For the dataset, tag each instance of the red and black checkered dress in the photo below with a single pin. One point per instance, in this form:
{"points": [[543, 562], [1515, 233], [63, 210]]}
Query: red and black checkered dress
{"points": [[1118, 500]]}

...

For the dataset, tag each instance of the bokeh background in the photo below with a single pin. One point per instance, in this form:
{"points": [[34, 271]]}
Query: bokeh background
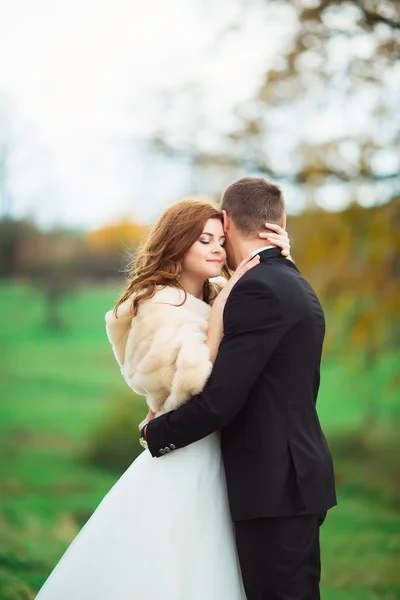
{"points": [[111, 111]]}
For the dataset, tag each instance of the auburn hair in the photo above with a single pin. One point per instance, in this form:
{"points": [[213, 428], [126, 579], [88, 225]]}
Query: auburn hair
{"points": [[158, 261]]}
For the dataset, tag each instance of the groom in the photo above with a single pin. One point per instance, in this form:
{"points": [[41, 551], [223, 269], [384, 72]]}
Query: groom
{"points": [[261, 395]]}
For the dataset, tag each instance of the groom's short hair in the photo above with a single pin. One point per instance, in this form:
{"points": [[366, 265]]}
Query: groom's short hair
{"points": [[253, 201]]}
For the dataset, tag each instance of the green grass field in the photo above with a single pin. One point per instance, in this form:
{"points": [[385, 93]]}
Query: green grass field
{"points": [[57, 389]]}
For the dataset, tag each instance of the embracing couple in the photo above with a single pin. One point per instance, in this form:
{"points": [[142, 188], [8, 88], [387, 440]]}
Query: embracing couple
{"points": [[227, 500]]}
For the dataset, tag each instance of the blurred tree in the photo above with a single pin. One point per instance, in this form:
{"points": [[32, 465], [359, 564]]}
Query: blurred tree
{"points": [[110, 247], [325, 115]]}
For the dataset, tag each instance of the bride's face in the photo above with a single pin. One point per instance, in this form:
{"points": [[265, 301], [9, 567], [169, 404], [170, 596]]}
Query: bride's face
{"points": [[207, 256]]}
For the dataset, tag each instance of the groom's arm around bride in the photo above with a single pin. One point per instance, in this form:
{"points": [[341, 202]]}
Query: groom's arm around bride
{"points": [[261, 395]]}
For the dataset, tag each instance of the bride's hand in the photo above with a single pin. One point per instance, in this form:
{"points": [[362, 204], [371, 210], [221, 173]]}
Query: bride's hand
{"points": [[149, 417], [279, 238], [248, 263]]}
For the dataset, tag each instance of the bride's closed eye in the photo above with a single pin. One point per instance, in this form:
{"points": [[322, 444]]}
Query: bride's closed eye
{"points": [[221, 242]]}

---

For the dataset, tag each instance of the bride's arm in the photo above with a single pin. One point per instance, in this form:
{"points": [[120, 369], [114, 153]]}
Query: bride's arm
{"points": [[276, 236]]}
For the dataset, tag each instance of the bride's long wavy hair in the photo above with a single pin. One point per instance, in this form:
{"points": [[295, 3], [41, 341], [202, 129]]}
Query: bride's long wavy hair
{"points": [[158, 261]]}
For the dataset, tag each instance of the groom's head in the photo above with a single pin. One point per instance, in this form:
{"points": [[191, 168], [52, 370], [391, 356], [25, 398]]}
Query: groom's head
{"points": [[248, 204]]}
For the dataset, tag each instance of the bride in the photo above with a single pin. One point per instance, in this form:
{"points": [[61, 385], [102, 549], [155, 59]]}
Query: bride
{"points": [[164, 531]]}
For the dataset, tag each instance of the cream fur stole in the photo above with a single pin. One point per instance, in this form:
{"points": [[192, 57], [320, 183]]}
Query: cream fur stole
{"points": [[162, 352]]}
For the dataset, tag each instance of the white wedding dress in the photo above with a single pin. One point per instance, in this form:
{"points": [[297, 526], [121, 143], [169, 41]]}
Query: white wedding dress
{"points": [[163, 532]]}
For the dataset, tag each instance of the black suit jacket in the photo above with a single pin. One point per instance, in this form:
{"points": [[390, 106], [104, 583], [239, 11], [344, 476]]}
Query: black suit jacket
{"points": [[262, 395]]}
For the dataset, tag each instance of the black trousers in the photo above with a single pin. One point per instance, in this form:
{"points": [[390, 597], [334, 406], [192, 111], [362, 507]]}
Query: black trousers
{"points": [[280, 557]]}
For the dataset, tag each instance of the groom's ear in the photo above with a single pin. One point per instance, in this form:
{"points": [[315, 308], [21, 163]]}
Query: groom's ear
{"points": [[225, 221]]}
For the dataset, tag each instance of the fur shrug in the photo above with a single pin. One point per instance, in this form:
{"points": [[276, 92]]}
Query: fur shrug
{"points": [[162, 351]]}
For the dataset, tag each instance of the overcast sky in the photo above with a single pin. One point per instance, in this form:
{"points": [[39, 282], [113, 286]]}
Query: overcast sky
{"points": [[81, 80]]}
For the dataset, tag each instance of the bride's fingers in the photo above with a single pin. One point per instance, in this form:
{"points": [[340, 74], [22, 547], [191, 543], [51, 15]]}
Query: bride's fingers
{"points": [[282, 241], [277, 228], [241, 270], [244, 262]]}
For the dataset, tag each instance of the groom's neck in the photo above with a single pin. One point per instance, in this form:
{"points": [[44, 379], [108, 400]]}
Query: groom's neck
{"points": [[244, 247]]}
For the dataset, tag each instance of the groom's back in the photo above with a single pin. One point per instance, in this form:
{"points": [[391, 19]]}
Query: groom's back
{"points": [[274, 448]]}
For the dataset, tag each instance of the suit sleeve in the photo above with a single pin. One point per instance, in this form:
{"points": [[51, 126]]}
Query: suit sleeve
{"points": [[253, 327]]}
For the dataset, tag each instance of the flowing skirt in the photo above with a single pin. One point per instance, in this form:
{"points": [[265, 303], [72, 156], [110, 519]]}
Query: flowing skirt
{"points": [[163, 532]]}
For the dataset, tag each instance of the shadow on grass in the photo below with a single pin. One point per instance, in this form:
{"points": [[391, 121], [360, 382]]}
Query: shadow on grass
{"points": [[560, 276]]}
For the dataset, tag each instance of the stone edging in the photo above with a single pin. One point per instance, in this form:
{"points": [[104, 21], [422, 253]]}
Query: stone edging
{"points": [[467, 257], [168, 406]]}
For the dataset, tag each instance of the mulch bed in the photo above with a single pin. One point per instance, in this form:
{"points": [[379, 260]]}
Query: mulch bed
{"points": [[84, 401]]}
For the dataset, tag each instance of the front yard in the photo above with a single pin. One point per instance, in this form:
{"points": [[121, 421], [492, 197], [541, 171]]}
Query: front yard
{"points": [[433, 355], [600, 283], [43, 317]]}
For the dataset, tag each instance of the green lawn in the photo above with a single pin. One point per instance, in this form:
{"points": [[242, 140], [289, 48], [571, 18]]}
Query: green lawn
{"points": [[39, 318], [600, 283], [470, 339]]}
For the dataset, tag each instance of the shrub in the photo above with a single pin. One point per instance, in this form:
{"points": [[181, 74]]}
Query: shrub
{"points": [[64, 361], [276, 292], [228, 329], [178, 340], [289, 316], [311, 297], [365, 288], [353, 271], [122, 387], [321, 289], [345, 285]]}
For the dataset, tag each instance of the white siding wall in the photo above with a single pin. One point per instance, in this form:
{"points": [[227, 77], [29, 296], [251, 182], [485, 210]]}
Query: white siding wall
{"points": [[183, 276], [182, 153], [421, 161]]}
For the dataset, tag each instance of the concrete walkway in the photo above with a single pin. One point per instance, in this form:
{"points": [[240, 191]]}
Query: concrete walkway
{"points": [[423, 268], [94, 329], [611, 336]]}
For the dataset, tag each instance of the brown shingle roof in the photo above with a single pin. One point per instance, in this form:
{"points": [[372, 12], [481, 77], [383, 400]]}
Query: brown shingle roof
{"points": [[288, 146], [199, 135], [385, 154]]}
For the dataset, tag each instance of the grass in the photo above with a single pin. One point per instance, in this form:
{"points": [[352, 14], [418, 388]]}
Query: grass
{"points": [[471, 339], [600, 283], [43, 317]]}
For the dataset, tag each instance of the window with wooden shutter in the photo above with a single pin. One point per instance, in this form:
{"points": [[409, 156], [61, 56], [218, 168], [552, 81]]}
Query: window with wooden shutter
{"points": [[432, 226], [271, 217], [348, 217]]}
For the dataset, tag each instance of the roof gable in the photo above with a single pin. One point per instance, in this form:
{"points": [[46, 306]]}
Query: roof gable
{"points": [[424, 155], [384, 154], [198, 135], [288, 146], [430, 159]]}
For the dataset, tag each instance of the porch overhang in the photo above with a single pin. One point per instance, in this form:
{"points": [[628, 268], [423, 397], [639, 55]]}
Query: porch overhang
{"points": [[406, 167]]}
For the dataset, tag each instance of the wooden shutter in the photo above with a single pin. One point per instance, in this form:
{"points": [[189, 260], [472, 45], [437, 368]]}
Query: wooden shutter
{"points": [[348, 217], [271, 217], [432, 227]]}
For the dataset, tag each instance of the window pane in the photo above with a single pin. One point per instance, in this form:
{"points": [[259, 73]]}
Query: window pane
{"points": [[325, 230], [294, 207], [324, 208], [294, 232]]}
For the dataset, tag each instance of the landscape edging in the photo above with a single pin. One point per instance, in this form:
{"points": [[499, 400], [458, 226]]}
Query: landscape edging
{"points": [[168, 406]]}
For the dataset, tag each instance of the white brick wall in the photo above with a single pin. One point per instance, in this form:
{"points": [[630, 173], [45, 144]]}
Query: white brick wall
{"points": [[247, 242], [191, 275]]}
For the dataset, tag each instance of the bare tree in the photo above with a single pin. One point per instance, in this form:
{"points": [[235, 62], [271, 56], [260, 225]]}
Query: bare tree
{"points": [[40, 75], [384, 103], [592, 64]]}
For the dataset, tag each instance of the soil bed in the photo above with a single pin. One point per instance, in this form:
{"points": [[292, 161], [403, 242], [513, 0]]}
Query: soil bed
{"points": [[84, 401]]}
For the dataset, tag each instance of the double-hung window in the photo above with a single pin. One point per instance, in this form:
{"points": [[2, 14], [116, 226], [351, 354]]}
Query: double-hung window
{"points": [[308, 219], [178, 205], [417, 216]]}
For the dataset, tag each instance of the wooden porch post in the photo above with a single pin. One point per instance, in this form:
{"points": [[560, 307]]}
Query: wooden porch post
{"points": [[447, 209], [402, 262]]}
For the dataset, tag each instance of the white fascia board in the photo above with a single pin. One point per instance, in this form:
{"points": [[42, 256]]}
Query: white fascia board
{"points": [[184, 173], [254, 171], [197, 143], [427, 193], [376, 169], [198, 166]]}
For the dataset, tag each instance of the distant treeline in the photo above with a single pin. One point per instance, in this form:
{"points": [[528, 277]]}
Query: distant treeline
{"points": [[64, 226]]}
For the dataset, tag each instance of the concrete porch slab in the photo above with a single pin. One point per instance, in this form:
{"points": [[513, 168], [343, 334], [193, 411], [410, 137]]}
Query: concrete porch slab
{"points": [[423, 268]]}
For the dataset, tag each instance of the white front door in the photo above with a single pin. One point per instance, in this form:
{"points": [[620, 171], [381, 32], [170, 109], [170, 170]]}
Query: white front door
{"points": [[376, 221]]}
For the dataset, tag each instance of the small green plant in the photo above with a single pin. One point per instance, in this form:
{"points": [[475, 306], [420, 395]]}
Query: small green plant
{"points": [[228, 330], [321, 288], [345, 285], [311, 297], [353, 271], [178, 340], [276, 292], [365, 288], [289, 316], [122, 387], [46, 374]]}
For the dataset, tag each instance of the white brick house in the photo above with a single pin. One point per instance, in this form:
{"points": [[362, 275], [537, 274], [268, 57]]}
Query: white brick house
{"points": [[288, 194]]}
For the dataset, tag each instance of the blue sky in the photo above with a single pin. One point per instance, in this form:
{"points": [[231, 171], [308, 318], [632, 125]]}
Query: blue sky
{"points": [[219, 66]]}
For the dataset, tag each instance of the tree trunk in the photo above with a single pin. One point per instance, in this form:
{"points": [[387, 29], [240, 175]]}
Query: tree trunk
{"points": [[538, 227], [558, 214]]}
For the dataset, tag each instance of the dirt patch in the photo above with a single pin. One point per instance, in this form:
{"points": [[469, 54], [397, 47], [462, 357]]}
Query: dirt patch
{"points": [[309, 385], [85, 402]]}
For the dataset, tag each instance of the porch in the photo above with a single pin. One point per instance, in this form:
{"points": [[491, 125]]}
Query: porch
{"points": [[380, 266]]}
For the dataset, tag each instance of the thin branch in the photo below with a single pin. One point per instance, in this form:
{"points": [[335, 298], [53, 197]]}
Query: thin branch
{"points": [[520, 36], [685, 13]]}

*Given instruction:* Pick out every line in the rows above that contains the string "wooden", matching case exactly, and copy each one.

*Solution to this task:*
For the dataset, tag each instance of the window with wooden shutter in the photo above with a single pin. One point per instance, in this form:
Query: window with wooden shutter
For the dataset, tag each instance of the wooden shutter in the photo above with a single pin. One point per instance, in this form:
Query: wooden shutter
For the dataset, tag each instance of the wooden porch post in the photo above with a single pin. One point per instance, in this form:
Query: wooden porch post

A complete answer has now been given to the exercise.